Records from a data collection:
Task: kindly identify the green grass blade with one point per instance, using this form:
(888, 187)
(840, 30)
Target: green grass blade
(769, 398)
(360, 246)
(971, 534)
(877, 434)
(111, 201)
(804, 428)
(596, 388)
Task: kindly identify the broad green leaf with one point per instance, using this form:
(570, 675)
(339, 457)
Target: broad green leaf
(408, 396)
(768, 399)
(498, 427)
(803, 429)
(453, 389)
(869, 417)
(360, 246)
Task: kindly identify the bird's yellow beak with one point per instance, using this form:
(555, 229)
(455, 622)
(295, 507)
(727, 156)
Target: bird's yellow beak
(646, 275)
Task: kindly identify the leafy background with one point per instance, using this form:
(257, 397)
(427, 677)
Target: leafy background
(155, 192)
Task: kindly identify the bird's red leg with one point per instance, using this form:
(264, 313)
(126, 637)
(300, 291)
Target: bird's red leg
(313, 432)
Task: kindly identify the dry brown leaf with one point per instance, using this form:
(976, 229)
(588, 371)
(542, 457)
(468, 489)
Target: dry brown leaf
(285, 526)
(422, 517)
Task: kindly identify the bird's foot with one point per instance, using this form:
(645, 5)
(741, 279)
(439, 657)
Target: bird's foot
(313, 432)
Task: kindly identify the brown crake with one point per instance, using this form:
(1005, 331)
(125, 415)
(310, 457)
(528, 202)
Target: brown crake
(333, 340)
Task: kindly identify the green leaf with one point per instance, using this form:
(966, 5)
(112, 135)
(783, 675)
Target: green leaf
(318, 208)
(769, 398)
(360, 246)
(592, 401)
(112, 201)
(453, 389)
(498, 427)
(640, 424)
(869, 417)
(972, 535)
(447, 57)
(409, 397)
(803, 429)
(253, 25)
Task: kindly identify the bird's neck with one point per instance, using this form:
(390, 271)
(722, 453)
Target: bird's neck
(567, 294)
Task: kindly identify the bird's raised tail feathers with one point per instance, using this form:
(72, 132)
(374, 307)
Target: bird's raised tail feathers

• Exercise aim: Copy out exactly the lines running from the line with "Task: kindly identify the brown" to the end of the records, inclusive.

• Result of the exercise:
Task: kindly identify the brown crake with one point per instance, using this form:
(1005, 331)
(125, 415)
(310, 457)
(528, 202)
Target: brown crake
(333, 340)
Task: kindly identify the green leaf with one point per instance, using this form:
(966, 5)
(112, 135)
(783, 675)
Target: green leaf
(318, 208)
(769, 398)
(360, 246)
(592, 401)
(112, 201)
(453, 389)
(498, 427)
(640, 424)
(869, 417)
(972, 535)
(447, 57)
(409, 397)
(803, 429)
(253, 25)
Task: kindly identify the bird's neck with one point per instance, using this form:
(390, 271)
(722, 453)
Target: bird's neck
(567, 294)
Task: kindly identify the bird's raised tail feathers with one point per instance, using this form:
(72, 132)
(374, 307)
Target: bird's raised tail feathers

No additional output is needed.